*Task goal*: Transcribe the lines below without changes, from the line containing "the sky, which" up to and including the line containing "x=728, y=336".

*Data extract*:
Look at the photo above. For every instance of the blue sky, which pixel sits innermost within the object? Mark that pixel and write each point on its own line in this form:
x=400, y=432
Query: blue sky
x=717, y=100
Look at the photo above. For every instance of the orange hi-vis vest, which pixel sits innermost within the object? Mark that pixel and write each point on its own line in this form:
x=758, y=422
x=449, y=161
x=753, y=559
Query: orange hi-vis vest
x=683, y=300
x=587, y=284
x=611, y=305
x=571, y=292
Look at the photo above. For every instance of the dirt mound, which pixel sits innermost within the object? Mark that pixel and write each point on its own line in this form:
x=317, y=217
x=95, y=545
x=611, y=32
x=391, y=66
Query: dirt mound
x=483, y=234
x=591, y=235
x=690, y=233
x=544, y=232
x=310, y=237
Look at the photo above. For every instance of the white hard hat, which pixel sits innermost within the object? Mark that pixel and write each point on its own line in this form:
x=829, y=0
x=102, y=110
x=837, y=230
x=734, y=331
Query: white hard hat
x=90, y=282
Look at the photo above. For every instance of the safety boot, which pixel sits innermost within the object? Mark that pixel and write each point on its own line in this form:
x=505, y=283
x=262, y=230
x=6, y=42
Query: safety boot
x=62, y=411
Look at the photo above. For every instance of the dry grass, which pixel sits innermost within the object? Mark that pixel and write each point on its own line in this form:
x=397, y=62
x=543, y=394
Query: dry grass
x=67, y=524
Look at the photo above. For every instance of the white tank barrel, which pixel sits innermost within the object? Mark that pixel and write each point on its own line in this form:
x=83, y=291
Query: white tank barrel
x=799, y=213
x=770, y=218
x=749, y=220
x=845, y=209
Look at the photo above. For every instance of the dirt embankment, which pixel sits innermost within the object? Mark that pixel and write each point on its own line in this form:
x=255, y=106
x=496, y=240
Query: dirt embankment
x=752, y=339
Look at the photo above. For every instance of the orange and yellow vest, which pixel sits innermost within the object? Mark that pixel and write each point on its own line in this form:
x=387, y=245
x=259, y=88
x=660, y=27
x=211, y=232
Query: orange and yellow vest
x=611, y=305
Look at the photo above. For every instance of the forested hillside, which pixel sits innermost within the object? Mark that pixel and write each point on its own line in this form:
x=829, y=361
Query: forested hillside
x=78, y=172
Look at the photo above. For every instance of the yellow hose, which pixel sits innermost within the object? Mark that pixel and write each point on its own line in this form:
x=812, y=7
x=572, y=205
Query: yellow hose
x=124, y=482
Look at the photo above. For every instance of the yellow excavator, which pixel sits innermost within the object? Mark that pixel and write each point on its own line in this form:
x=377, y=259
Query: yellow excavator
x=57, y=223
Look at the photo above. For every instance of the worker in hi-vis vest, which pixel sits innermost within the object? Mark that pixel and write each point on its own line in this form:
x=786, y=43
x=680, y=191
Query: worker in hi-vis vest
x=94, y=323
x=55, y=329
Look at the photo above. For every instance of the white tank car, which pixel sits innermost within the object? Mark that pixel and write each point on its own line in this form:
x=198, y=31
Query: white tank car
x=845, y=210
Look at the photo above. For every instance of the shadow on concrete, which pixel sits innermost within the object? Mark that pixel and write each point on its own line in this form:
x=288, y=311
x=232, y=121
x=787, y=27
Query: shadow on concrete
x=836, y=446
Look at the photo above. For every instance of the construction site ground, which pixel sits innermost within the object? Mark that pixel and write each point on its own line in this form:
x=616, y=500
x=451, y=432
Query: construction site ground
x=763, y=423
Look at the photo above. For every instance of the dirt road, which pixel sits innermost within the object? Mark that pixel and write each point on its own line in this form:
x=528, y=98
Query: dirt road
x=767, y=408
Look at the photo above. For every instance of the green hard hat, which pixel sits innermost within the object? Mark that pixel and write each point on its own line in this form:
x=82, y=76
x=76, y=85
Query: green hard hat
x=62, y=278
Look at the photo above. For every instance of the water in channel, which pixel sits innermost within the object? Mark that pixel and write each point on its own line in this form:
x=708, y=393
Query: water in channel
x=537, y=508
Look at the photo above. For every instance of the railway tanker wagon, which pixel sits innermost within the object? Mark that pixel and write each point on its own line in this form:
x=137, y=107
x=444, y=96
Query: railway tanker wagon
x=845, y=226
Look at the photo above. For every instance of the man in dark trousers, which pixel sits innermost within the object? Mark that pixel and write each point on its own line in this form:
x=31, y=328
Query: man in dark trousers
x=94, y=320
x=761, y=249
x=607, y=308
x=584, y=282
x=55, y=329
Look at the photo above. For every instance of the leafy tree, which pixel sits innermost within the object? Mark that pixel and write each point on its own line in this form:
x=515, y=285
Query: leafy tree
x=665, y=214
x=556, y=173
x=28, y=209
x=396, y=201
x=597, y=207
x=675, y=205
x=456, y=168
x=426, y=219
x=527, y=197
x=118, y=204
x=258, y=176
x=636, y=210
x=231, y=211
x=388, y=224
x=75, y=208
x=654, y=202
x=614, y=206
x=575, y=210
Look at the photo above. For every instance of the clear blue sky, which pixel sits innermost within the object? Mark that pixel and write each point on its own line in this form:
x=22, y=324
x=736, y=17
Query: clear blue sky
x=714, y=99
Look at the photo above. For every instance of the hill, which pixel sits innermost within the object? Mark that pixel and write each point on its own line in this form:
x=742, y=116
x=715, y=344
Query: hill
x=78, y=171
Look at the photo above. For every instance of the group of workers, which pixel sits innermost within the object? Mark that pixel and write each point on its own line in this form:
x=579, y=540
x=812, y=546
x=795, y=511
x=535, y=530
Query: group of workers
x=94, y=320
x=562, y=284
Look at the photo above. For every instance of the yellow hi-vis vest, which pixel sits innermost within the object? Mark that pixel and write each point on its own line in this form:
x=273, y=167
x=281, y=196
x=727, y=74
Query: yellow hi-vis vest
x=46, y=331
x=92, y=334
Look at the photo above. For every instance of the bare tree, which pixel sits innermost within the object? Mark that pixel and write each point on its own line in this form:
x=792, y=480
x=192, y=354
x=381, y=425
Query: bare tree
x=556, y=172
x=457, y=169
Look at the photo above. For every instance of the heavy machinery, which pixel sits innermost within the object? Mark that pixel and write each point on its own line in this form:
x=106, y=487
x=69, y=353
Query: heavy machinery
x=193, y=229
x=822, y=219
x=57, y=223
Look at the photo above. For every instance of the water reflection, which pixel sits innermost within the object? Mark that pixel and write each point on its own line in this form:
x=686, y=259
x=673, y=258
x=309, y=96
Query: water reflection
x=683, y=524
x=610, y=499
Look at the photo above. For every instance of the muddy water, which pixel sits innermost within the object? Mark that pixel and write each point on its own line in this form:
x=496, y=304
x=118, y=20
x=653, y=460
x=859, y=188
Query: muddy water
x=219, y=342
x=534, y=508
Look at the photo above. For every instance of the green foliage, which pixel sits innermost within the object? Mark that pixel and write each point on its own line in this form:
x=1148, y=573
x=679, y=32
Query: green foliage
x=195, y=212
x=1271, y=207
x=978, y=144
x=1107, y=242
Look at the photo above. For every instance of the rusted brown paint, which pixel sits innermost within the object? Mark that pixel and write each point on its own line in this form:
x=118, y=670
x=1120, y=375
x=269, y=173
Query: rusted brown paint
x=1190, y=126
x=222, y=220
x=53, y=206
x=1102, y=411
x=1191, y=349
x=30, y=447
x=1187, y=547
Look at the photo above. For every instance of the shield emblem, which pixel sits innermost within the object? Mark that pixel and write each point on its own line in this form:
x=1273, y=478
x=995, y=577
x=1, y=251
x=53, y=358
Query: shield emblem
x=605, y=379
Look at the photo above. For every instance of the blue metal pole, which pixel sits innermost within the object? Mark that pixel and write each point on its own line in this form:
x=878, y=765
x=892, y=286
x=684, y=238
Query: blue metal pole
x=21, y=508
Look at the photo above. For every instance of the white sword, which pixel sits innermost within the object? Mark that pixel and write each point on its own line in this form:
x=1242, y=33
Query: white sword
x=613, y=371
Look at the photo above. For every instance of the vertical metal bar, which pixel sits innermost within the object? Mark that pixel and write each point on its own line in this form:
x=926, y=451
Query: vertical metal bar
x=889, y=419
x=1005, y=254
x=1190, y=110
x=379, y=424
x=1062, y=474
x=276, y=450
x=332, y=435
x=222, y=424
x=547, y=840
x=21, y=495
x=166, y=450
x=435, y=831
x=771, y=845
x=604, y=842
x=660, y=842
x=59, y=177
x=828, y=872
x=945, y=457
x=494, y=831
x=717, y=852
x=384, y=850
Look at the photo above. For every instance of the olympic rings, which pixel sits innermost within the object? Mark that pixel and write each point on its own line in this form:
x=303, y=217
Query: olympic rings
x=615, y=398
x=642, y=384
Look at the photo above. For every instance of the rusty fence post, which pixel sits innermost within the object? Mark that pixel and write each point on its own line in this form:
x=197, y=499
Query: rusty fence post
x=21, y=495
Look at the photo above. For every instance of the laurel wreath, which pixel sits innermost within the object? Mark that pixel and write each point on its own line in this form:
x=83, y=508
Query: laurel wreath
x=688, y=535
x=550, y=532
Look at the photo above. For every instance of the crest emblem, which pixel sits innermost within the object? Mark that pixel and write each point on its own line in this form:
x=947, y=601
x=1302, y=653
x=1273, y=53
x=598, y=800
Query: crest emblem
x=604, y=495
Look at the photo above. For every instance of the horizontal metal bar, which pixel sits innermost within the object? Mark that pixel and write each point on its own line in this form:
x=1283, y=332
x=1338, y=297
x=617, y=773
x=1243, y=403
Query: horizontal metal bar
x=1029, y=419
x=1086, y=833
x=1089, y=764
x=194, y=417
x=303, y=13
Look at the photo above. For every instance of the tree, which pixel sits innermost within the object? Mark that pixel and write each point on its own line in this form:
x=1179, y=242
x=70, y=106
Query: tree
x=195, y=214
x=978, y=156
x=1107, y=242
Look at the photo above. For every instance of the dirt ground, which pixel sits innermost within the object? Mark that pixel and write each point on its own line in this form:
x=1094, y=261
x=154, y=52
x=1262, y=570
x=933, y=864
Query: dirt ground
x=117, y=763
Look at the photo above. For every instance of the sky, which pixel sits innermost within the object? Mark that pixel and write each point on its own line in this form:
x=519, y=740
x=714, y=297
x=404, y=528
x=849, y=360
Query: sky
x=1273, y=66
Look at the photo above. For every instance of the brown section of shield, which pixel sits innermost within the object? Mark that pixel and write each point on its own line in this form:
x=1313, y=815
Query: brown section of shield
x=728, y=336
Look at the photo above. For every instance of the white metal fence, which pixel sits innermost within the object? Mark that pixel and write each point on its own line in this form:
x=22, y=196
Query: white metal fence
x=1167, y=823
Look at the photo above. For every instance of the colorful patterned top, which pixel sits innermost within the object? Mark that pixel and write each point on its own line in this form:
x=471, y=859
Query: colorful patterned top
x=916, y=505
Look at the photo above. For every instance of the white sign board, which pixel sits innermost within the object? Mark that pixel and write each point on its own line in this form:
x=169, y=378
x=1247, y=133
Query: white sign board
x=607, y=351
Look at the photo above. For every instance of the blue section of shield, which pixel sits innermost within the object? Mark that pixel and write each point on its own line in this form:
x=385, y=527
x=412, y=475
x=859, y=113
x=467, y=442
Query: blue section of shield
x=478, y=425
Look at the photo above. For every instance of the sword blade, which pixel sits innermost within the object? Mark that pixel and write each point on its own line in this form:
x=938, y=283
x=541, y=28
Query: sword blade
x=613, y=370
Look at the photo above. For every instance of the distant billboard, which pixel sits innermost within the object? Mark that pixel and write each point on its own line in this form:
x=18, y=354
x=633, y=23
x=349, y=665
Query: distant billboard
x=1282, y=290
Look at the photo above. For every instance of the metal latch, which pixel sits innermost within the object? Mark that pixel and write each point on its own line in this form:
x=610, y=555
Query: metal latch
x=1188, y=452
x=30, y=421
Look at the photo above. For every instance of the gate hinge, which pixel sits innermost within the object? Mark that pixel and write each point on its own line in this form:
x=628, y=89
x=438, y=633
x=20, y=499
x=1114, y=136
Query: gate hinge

*Exercise response*:
Look at the photo above. For every instance of the sky, which pixel sits innermost within the object? Mark that pixel and write each point on its own line in this form:
x=519, y=740
x=714, y=297
x=404, y=528
x=849, y=360
Query: sky
x=1273, y=66
Look at the photo above. For every instance of the brown section of shield, which pixel sits innermost within the object? Mark that pixel and write each point on its own line in this form:
x=1313, y=815
Query: brown section of shield
x=728, y=336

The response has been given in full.